Please write each record out again word for word.

━━━ Supplied records

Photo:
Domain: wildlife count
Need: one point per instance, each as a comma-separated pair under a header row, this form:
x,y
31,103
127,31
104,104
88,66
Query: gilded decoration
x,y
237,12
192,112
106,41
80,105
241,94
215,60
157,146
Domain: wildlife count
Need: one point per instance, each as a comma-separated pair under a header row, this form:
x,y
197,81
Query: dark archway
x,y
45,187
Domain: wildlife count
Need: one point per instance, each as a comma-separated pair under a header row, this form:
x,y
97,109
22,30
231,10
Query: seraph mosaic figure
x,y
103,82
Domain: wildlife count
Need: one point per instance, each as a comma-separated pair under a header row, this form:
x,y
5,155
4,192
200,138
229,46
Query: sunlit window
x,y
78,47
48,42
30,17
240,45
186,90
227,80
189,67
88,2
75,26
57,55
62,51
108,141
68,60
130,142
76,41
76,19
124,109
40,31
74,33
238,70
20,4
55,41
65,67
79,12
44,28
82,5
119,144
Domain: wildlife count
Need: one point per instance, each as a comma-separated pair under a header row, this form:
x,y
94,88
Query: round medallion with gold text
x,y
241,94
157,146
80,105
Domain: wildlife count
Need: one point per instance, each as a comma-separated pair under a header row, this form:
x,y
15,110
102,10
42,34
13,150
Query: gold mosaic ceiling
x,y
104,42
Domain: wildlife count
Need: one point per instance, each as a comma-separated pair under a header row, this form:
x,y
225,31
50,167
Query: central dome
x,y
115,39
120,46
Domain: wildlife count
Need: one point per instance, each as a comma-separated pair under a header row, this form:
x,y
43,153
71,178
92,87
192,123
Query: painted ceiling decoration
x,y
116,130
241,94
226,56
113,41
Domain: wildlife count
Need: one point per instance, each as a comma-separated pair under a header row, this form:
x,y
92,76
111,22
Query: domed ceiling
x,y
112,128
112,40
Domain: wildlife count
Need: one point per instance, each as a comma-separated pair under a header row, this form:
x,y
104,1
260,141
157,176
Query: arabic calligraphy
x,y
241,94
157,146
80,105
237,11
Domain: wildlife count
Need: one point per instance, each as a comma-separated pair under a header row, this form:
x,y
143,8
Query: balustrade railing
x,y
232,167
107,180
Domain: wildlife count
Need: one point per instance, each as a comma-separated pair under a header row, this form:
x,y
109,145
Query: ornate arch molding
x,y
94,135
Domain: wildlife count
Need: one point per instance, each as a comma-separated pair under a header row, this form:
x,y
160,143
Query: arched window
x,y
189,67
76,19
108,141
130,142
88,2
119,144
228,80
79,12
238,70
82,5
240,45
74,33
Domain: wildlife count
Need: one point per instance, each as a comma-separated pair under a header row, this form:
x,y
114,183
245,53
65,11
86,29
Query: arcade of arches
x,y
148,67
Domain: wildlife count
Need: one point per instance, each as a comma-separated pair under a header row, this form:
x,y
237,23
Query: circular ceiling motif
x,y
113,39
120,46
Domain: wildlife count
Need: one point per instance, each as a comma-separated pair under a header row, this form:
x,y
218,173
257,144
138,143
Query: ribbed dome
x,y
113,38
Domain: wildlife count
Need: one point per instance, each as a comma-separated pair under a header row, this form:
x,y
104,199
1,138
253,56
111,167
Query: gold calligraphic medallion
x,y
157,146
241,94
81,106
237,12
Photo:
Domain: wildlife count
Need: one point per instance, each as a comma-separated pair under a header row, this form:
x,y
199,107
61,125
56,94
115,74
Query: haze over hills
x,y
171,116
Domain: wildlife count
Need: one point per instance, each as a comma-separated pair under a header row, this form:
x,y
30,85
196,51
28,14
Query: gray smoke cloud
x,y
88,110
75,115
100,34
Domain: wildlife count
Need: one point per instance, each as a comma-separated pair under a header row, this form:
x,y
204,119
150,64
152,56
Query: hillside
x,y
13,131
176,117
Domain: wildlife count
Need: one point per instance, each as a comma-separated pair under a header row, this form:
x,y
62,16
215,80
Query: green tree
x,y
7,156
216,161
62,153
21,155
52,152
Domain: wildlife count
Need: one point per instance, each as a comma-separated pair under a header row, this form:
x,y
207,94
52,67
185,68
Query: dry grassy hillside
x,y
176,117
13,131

━━━━━━

### Result for this exercise
Photo:
Domain: wildlife count
Need: one point per instance, each as a comma-separated pair under a header row, this form:
x,y
31,103
127,31
104,104
88,66
Query: gilded decoration
x,y
237,12
192,112
106,41
80,105
241,94
215,60
157,146
Domain: wildlife count
Need: one point per instance, each as a comma-separated pair under a header row, this form:
x,y
197,81
Query: dark archway
x,y
45,187
Domain: wildlife count
Need: one point per instance, each as a comma-separated pair under a header row, this form:
x,y
97,109
22,30
231,10
Query: seraph mosaic figure
x,y
103,82
Domain: wildlife count
Need: one point per instance, each as a comma-separated pair under a header row, this form:
x,y
5,155
4,192
200,138
229,46
Query: sunlit window
x,y
78,47
48,42
30,17
240,45
186,90
227,80
189,67
88,2
75,26
57,55
62,51
108,141
68,60
130,142
76,41
76,19
124,109
40,31
74,33
238,70
20,4
55,41
65,67
79,12
44,28
82,5
119,144
Domain: wildlife count
Need: one point per instance, each as a comma-separated pair under a header row, this form:
x,y
94,88
Query: round medallion with gold text
x,y
241,94
157,146
80,105
Domain: wildlife count
Need: one point per instance, each as a comma-separated pair under a header row, this form:
x,y
15,110
102,10
42,34
13,150
Query: gold mosaic ceiling
x,y
104,42
Domain: wildlife count
Need: one point per instance, each as a comma-separated pair under a header row, this form:
x,y
225,31
50,167
Query: central dome
x,y
115,39
120,46
Domain: wildlife count
Need: one point per instance, each as a comma-separated pair under a header row, this form:
x,y
43,153
71,178
92,87
192,123
Query: painted ceiling decoration
x,y
116,130
241,94
226,56
113,41
Domain: wildlife count
Need: one point per instance, each as a comma-separated pair under a header row, this form:
x,y
92,76
111,22
Query: domed ceiling
x,y
112,128
112,40
Domain: wildlife count
Need: one point per instance, each as a comma-separated pair under a header row, this form:
x,y
104,1
260,141
157,176
Query: arabic calligraphy
x,y
241,94
157,146
80,105
237,11
Domain: wildlife count
Need: one point per instance, each as a comma-separated pair under a header row, this form:
x,y
143,8
Query: balustrade railing
x,y
232,167
107,180
Domain: wildlife count
Need: one point per instance, each as a comma-separated pair under a header row, this form:
x,y
109,145
Query: ornate arch molding
x,y
94,135
Domain: wildlife count
Need: one point per instance, each as a comma-separated pair under a header row, this form:
x,y
160,143
Query: arched window
x,y
189,67
76,19
108,141
130,142
88,2
119,144
228,80
79,12
238,70
82,5
240,45
74,33
Domain: wildlife count
Need: one point per instance, each as a comma-separated pair under a header row, this form:
x,y
114,183
245,53
65,11
86,29
Query: arcade of arches
x,y
148,67
Domain: wildlife count
Need: one point per instance, each as a comma-separated pair under a header row, this form:
x,y
237,23
Query: circular ceiling motif
x,y
113,39
120,46
Domain: wildlife count
Need: one point per instance, each as a comma-separated pair under a header row, this form:
x,y
218,173
257,144
138,143
Query: ribbed dome
x,y
113,38
Domain: wildlife count
Need: one point per instance, each as a comma-separated pair under a header row, this form:
x,y
104,199
1,138
253,56
111,167
Query: gold calligraphic medallion
x,y
157,146
241,94
81,106
237,12
Photo:
Domain: wildlife count
Need: one point per instance, each as a comma-separated pair under a header row, this form:
x,y
199,107
61,125
56,94
115,74
Query: haze over hills
x,y
171,116
Domain: wildlife count
Need: one point per instance, each as a comma-separated pair under a header row, this form:
x,y
30,85
196,51
28,14
Query: gray smoke cloud
x,y
88,110
75,115
100,34
Domain: wildlife count
Need: one point per instance, each as a comma-separated pair under a header row, this form:
x,y
204,119
150,64
152,56
Query: hillside
x,y
13,131
176,117
Domain: wildlife count
Need: one point per instance, each as a comma-separated pair under a header row, this form:
x,y
62,16
215,80
Query: green tree
x,y
7,156
216,161
62,153
21,155
52,152
Domain: wildlife count
Need: one point per instance, each as a comma-separated pair under a header row, this form:
x,y
207,94
52,67
185,68
Query: dry grassy hillside
x,y
176,117
13,131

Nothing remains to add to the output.